▶ Excerpt provided:
= Beginning of Section =
In 1965, the modified Series II (Tipo AM 101/10) was introduced. It had lightly redesigned headlamps, modernized bumpers, new turn signals in front, and new side grilles replacing the lower extraction vents used hitherto. It took minor design cues from the contemporary Quattroporte. At the rear, aside from the squared off bumpers, the taillights were now mounted horizontally rather than vertically and the bootlid opening was narrowed somewhat. The Series II rode on larger 205x15 Pirelli Cinturatos. A run of 247 units were made from 1964 until 1968. Along with the 3500 engine, the 3700 (lengthened stroke which enlarged it to 3,694 cc (225 cubic inches)) and the even larger 4000 were added.

The 4000 GTiS has a 4,012 cc engine producing 255 PS at 5,200 rpm. It remained in production until 1968, when financial constraints forced Maserati to drop its older models from production. No major updates took place over the last three years of production, except for a slight power gain for the 4000, now up to 265 PS.
It is believed that around 446 Sebrings were made in total from 1962 to 1969, with 348 units of the Sebring 3.5 and an estimated 98 of the 3.7 and 4.0 (combined). Anecdotal evidence related that according to the practice of marking interior panels and wood fitted pieces, the actual model number was only written in yellow grease marker on the rear surfaces of the interior bodywork. Evidence from assumed number 69 reveals parts with number “69 di 96” suggesting only 96 models were produced making them the rarest of the series 2 cars produced.

Jeremy Clarkson named the Sebring as #77 on his Top 100 Cars list.
= End of Section =
▶ Problems to work on:
• A. Using the Sebring text, say whether each statement agrees with it: (i) The Series II taillights were mounted vertically. (ii) The Series II rode on Michelin tires. (iii) Jeremy Clarkson placed the Sebring at #77 on his Top 100 Cars list. Answer yes or no for each and quote the exact words of the text that decide it.
• B. According to the Sebring text, what was the displacement of the 3700 engine?
• C. Print the part of the Sebring text from "It is believed" up to and including "2 cars produced.".

▶ Material provided:
= Beginning of Section =
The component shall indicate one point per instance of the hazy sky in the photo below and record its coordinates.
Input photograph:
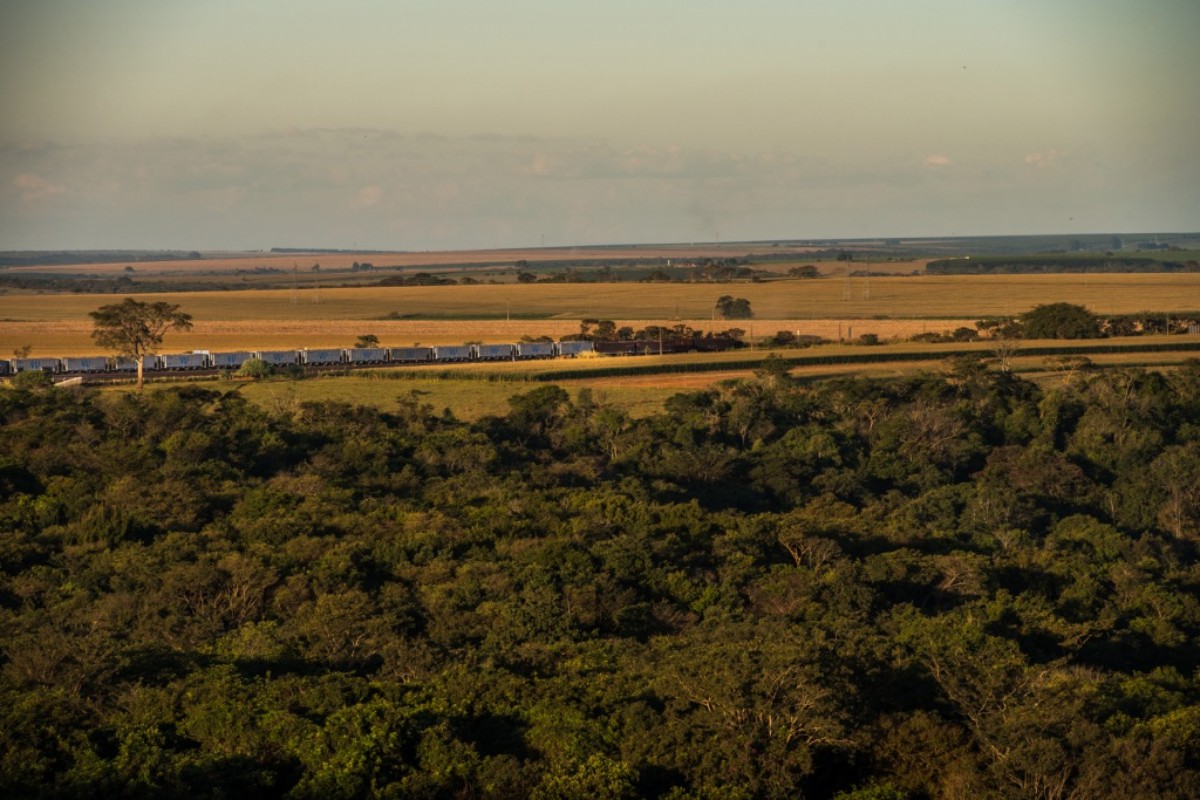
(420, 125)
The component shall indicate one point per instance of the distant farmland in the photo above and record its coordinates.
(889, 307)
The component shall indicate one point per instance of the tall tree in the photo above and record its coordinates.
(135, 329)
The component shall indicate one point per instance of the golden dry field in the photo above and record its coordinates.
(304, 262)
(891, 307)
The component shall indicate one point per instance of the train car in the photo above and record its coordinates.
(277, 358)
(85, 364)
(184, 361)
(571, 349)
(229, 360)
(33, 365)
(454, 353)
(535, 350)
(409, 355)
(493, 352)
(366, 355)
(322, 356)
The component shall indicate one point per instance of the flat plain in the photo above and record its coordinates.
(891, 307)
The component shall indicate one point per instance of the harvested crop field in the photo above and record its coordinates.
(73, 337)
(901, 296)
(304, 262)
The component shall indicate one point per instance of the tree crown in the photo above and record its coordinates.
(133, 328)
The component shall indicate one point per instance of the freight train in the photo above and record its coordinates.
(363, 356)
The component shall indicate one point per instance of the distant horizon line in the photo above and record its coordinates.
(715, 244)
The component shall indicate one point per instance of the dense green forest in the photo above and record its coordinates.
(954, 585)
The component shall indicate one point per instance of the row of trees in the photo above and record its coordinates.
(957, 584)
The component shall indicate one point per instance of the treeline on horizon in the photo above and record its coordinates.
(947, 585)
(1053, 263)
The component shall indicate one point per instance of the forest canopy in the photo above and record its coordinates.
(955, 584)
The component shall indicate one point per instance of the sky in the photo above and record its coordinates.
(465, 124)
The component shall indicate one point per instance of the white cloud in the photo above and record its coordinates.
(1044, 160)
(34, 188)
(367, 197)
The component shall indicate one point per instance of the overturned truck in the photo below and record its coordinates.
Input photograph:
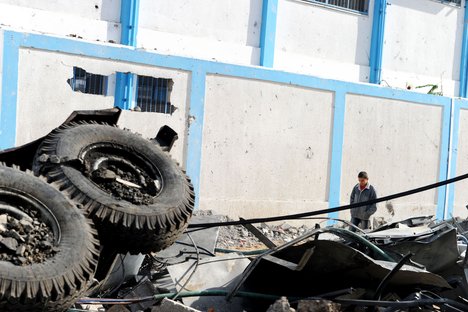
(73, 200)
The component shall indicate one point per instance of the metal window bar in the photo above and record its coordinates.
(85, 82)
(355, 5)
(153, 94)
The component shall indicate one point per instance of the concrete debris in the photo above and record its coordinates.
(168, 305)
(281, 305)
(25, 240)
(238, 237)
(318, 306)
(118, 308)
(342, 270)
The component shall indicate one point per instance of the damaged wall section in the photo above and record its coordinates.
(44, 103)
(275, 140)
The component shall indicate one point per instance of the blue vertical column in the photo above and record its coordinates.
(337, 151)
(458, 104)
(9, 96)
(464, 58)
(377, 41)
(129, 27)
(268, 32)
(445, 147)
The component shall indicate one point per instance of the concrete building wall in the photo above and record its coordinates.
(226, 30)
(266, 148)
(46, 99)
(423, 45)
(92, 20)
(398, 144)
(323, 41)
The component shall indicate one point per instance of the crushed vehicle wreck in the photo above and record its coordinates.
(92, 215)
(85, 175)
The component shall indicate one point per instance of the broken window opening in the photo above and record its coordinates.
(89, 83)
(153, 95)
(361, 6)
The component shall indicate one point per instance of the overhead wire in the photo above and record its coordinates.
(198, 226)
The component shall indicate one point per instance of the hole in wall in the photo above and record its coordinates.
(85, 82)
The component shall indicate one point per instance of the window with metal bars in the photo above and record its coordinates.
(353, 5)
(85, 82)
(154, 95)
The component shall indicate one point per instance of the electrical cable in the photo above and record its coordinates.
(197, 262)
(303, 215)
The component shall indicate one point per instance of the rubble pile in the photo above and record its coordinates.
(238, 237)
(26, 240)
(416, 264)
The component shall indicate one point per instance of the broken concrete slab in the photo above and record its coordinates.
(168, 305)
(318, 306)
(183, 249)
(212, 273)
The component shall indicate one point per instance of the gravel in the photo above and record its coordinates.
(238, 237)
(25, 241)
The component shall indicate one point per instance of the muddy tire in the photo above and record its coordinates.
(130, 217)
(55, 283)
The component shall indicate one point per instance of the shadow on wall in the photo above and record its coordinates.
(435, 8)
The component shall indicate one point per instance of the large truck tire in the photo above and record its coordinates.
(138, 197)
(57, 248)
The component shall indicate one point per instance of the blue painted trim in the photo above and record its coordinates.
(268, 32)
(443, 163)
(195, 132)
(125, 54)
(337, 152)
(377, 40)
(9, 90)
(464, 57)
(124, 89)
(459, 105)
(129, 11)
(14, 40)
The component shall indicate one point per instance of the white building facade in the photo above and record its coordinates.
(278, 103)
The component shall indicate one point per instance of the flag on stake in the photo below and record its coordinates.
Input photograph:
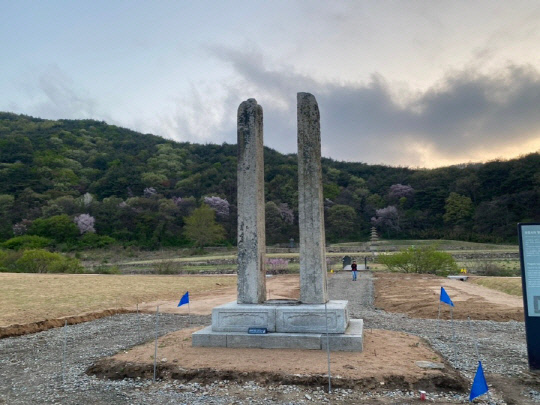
= End of Section =
▶ Task solutions:
• A.
(i) No: "the taillights were now mounted horizontally rather than vertically"
(ii) No: "The Series II rode on larger 205x15 Pirelli Cinturatos."
(iii) Yes: "Jeremy Clarkson named the Sebring as #77 on his Top 100 Cars list."

• B. 3,694 cc (225 cubic inches)

• C.
It is believed that around 446 Sebrings were made in total from 1962 to 1969, with 348 units of the Sebring 3.5 and an estimated 98 of the 3.7 and 4.0 (combined). Anecdotal evidence related that according to the practice of marking interior panels and wood fitted pieces, the actual model number was only written in yellow grease marker on the rear surfaces of the interior bodywork. Evidence from assumed number 69 reveals parts with number “69 di 96” suggesting only 96 models were produced making them the rarest of the series 2 cars produced.